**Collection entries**
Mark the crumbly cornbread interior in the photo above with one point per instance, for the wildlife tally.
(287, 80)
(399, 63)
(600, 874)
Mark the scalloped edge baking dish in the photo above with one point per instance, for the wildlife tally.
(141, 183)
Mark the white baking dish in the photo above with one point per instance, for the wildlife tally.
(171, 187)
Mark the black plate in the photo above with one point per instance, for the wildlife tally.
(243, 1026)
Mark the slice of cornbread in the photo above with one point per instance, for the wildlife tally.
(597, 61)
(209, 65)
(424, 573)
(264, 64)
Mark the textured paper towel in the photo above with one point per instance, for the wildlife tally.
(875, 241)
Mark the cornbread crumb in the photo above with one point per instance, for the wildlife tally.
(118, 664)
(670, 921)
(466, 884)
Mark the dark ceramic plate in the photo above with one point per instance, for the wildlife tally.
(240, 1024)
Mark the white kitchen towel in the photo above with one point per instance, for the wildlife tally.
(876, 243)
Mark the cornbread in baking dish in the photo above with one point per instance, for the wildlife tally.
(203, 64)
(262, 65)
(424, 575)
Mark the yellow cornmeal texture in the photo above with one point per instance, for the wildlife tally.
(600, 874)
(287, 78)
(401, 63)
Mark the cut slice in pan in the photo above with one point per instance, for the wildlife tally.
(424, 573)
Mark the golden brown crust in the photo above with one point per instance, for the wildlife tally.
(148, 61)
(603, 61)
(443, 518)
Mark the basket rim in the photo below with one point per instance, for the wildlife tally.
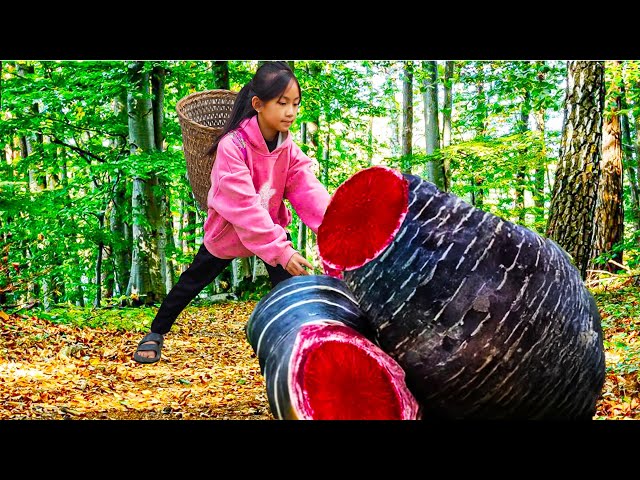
(194, 96)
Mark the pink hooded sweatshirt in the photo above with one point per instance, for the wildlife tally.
(246, 213)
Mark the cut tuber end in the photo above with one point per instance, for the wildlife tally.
(362, 219)
(340, 375)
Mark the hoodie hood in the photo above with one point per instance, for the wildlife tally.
(254, 138)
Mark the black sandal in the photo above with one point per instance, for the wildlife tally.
(157, 348)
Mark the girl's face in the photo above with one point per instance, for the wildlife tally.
(278, 114)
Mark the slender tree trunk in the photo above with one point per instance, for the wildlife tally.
(541, 170)
(145, 279)
(98, 299)
(220, 74)
(407, 117)
(575, 188)
(162, 192)
(435, 168)
(477, 193)
(523, 126)
(446, 118)
(327, 156)
(628, 159)
(609, 214)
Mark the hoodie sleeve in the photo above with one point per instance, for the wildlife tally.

**DIRECTIONS FOR THIS TASK**
Word for word, restate only the lines from the one containing "Mark the hoodie hood" through the last line of the entries, with both ends kept.

**YOUR SOLUTION**
Mark the hoodie hood in the photo above with one point per instance, for the wildlife tally.
(254, 138)
Mark the black sandal in the photo above with one point per instance, for the wildlife tally.
(157, 348)
Mark the girl's face in the photo above with one point per instance, for the wildlife tally.
(278, 114)
Mark the slender tree trunk in the photo above with one point per instance, for the wildlife tally.
(541, 170)
(145, 279)
(98, 299)
(220, 74)
(407, 117)
(575, 188)
(162, 192)
(435, 168)
(477, 193)
(523, 126)
(446, 118)
(327, 156)
(628, 159)
(609, 214)
Mark the hoodie sleeve in the photo above with one point per instance, for the wildlife tally.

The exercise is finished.